(Reading text):
•••

“For God so loved the world” is an oft-quoted verse very close to the hearts of our evangelical sisters and brothers, maybe because it is closer to the moment when Jesus said to Nicodemus “no one can see the kingdom of God unless they are born again” (John 3: 3). Even the great reformer – Martin Luther – also refers to this verse as “the gospel in a nutshell”, or a contemporary inspirational writer – Max Lucado – says this is “the hope diamond of the Bible”.
“For God so loved the world” is the typical English translation. We usually understand thus: Jesus did not merely love us just like that; he loved us so much, extraordinarily, tremendously – not just through his words but by giving up the Son up to his death on the cross. As the Filipino millennials say “as in”!
But I have read one bible commentator who observed that the Greek adverb “outos” (οὕτως) does not only mean “so”. It also means “in this way”, “in this manner”. So when we read the verse again, we understand this: “For God loved the world in this way.” “For this is how God loved the world” (Jerusalem Bible); “For this is the way God loved” (New English translation).
In the way that is mentioned in the verse before it: “Just as Moses lifted us the serpent in the desert, so must the Son of Man be lifted up, so that everyone who believed in him may have eternal life.”
Three months earlier, the police came to look for him. They only saw his pregnant wife and six children. They brought her to prison, and she is still there now. She delivered her seventh child there. Upon knowing this, Juan, the loving father, wanted so much to come home. One day in December, he came home to cook a little spaghetti for his kids since one of them was celebrating her birthday. And when they have finished eating, the police forcibly came to the house and shot him. He knelt and pleaded but they did not listen. Remy, his mother, was distraught, was in the depths of pain. For even her neighbors did not come to Juan’s wake. No one came to condole or play cards. Yet from these depths, she rose. She had to. For her seven grandchildren!
However, just last week, another chapter of her life was unraveled. I asked Lola Remy if she is not too old to be the mother of Juan. (A journalist who interviewed her asked that if Juan is 35 when he died and Remy is 85, did she deliver him at 50?). She looked at me in the eye and said: “Now, I can tell you the whole truth. Juan is not my real son. His very young mother – my companion at work in the factory who did not want her newborn child – gave him to me right after birth. I already had three children then. But I could not bear to see a boy just left to die somewhere. Despite our poverty, I took him in. He grew up without seeing his mother. But I have learned to love him as my own son until the day he was killed. And now, until his seven children lives.” Remy is a strong woman whose compassion and love covers the whole span of her life - from beginning to end.

•••

(Dataset content):

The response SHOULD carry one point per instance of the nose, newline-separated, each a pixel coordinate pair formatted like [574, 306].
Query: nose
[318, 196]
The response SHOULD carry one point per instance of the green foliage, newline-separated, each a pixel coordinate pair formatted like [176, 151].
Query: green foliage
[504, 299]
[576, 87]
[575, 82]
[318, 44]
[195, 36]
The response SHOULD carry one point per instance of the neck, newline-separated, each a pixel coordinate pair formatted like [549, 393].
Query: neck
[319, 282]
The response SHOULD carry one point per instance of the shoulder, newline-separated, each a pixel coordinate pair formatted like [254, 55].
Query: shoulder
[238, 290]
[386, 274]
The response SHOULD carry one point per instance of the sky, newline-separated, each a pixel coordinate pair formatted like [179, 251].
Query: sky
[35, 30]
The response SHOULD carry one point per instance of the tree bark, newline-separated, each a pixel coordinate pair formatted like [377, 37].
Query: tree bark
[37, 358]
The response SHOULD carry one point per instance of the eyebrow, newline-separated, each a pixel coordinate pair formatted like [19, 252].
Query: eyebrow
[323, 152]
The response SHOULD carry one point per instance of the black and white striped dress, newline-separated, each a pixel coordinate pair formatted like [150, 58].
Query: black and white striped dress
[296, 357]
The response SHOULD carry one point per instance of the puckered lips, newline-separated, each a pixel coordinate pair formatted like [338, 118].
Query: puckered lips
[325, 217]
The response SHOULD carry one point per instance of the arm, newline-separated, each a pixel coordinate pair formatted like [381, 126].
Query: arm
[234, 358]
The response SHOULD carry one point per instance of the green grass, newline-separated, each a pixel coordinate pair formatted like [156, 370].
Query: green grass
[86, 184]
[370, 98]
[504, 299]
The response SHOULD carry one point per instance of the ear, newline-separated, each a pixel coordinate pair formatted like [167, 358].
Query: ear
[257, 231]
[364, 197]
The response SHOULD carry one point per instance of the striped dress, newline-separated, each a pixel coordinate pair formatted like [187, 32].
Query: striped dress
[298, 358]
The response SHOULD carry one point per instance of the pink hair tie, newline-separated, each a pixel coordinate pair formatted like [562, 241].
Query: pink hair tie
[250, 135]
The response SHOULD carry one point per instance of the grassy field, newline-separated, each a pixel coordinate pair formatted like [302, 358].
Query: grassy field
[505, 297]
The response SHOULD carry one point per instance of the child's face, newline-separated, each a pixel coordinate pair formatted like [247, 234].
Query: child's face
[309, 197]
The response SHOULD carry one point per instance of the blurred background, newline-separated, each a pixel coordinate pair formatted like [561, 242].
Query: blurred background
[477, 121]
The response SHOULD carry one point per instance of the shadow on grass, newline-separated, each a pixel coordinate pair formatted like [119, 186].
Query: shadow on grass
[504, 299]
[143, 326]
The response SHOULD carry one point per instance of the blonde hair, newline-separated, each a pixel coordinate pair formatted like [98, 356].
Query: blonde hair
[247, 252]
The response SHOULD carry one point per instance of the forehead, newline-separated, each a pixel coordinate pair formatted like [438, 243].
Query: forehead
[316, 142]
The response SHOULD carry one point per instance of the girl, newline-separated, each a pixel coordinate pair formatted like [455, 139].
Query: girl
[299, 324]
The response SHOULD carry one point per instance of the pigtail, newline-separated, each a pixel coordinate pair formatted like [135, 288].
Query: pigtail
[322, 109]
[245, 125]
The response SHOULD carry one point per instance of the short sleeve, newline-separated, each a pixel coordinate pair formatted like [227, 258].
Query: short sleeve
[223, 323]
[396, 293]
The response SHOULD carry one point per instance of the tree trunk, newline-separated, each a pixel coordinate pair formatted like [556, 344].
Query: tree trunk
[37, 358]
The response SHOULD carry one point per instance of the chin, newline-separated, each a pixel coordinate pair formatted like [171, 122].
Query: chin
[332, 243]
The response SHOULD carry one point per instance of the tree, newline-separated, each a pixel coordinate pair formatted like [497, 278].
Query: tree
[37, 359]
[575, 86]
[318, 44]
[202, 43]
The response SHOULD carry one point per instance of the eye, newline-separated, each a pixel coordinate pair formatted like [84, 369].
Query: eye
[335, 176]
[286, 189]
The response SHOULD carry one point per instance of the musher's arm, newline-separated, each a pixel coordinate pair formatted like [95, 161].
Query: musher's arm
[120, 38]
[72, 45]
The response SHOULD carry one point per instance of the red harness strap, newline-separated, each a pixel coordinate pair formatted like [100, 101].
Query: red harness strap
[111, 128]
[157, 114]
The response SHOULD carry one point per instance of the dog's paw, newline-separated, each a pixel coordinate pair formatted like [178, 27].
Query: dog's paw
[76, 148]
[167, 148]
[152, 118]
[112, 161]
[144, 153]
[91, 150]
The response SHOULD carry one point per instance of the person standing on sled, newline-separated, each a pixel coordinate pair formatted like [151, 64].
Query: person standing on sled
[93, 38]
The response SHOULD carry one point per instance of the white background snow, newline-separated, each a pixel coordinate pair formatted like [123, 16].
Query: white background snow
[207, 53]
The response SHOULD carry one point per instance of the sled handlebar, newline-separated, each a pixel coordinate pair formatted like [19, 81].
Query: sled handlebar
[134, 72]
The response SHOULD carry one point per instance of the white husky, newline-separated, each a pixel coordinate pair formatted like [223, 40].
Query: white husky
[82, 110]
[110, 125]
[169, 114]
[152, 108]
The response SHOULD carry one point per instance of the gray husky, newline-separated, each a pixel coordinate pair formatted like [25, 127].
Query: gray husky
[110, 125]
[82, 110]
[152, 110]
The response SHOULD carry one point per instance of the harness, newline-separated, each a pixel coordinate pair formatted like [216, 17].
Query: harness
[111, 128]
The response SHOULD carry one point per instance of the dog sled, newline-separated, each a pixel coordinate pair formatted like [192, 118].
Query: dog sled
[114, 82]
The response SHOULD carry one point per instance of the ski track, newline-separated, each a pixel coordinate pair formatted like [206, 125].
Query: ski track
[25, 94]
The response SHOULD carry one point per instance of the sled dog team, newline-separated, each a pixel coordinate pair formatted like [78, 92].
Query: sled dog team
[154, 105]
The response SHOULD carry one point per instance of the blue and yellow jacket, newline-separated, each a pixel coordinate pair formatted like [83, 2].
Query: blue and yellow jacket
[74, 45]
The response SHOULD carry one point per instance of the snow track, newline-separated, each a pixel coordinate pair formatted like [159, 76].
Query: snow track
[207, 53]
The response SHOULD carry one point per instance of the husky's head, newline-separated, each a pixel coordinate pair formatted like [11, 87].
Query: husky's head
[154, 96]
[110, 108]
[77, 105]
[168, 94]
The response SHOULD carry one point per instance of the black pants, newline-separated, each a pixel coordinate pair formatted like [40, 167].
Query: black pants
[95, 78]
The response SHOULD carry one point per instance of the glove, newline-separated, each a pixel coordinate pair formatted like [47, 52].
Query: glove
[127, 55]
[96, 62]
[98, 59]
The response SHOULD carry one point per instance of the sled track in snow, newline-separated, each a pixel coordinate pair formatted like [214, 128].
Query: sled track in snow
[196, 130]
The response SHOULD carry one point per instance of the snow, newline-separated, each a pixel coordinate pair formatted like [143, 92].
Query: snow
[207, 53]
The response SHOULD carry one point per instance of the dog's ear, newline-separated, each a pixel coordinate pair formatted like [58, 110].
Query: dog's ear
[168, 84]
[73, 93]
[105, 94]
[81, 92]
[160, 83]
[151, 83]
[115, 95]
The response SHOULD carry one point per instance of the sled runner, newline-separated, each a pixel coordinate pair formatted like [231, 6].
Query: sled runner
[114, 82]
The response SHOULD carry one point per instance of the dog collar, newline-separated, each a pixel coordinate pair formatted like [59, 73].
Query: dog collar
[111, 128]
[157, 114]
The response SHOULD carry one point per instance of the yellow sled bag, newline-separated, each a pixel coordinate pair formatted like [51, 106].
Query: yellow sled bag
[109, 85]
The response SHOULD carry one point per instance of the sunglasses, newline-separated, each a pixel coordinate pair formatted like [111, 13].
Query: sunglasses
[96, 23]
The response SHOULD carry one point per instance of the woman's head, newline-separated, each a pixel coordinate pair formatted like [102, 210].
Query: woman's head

•••

(To do):
a – In the reading text, what does Max Lucado call the verse?
b – Transcribe the reading text between "But I have read" and "(New English translation).", inclusive.

(Solutions to the tasks):
a – He calls it "the hope diamond of the Bible."

b –
But I have read one bible commentator who observed that the Greek adverb “outos” (οὕτως) does not only mean “so”. It also means “in this way”, “in this manner”. So when we read the verse again, we understand this: “For God loved the world in this way.” “For this is how God loved the world” (Jerusalem Bible); “For this is the way God loved” (New English translation).